Written problem 1:
In the FTLRI passage below, what does Step 1 calculate?
Written problem 2:
Transcribe the FTLRI passage below from "The detailed procedure" to "regression imputation (FTLRI)".
[begin Source passage]
The detailed procedure of FTLRI to impute data points with missing values is outlined in Algorithm 1. The process of FTLRI starts with an incomplete time series air quality dataset, and it takes no input parameters. By calculating the Pearson correlation coefficient, Step 1 can easily access the attributes highly relevant to the missing value attributes. Step 2 is based on Step 1 to search for the first five data points and the last three data points that are strongly related to the missing value in time by FT firstly. By finding the first five data points and the last three data points, then, we rely on logistic regression to train an imputer fitted to them. Finally, the missing values can be obtained by this imputer.

Algorithm 1 First five last three logistic regression imputation (FTLRI)
[end Source passage]
[begin Excerpted records]
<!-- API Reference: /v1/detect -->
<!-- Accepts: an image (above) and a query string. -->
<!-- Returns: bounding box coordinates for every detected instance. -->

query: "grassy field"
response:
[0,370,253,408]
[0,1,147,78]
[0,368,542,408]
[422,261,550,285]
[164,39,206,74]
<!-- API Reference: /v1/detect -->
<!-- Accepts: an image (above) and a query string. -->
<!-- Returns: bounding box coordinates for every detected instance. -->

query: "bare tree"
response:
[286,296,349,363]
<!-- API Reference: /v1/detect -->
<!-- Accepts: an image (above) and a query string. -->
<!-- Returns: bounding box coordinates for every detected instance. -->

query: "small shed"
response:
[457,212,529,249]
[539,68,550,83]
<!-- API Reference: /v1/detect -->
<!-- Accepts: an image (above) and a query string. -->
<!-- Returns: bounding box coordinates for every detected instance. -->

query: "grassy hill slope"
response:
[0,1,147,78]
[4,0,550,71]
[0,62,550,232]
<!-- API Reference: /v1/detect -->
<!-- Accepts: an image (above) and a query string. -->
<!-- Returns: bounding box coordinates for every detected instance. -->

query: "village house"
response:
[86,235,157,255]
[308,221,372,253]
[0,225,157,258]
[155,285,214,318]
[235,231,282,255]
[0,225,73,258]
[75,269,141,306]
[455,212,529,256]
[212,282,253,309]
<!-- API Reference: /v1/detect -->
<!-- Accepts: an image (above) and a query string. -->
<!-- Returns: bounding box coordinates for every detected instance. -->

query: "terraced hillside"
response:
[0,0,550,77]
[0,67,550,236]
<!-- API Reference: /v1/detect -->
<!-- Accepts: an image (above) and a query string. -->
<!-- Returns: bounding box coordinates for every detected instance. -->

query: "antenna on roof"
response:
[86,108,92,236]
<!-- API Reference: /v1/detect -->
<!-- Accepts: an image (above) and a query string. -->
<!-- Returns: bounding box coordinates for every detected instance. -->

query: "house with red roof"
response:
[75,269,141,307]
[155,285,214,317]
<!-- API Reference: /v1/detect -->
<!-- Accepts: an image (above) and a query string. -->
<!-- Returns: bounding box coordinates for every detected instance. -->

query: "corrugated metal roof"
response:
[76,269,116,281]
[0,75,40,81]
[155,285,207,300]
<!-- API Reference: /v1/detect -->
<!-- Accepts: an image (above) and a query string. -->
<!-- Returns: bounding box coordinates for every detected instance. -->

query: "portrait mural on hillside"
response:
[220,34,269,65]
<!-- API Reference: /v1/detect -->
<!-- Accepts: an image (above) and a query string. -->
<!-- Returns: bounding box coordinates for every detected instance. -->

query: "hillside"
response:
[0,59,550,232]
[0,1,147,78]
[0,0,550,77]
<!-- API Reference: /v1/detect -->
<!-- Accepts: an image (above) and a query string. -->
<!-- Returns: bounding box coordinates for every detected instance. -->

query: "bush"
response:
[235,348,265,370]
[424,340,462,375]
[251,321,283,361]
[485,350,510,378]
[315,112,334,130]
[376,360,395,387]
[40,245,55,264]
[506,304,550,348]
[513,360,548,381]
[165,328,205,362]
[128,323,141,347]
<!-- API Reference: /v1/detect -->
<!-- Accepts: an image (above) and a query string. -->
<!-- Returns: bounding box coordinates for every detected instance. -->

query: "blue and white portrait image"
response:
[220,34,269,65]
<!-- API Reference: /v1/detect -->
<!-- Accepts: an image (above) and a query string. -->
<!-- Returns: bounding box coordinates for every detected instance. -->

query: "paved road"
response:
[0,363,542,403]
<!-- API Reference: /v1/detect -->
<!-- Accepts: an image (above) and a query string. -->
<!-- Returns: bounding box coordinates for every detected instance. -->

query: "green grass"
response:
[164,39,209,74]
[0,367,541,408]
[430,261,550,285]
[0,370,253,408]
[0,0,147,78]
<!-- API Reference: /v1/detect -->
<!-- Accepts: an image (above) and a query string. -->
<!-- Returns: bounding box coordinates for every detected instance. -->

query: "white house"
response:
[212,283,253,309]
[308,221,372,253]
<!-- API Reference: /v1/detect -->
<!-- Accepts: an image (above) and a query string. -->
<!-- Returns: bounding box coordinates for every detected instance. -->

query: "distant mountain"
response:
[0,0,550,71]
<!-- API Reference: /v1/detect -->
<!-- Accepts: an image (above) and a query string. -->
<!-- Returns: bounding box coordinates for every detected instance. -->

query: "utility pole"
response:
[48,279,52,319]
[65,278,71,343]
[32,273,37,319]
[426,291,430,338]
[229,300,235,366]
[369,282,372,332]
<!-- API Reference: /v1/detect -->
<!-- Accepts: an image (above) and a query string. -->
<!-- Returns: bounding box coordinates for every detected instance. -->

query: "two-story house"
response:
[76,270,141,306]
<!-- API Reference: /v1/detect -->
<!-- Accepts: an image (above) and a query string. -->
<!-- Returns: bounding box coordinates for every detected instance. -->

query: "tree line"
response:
[end Excerpted records]
Full response 1:
The Pearson correlation coefficient.

Full response 2:
The detailed procedure of FTLRI to impute data points with missing values is outlined in Algorithm 1. The process of FTLRI starts with an incomplete time series air quality dataset, and it takes no input parameters. By calculating the Pearson correlation coefficient, Step 1 can easily access the attributes highly relevant to the missing value attributes. Step 2 is based on Step 1 to search for the first five data points and the last three data points that are strongly related to the missing value in time by FT firstly. By finding the first five data points and the last three data points, then, we rely on logistic regression to train an imputer fitted to them. Finally, the missing values can be obtained by this imputer.

Algorithm 1 First five last three logistic regression imputation (FTLRI)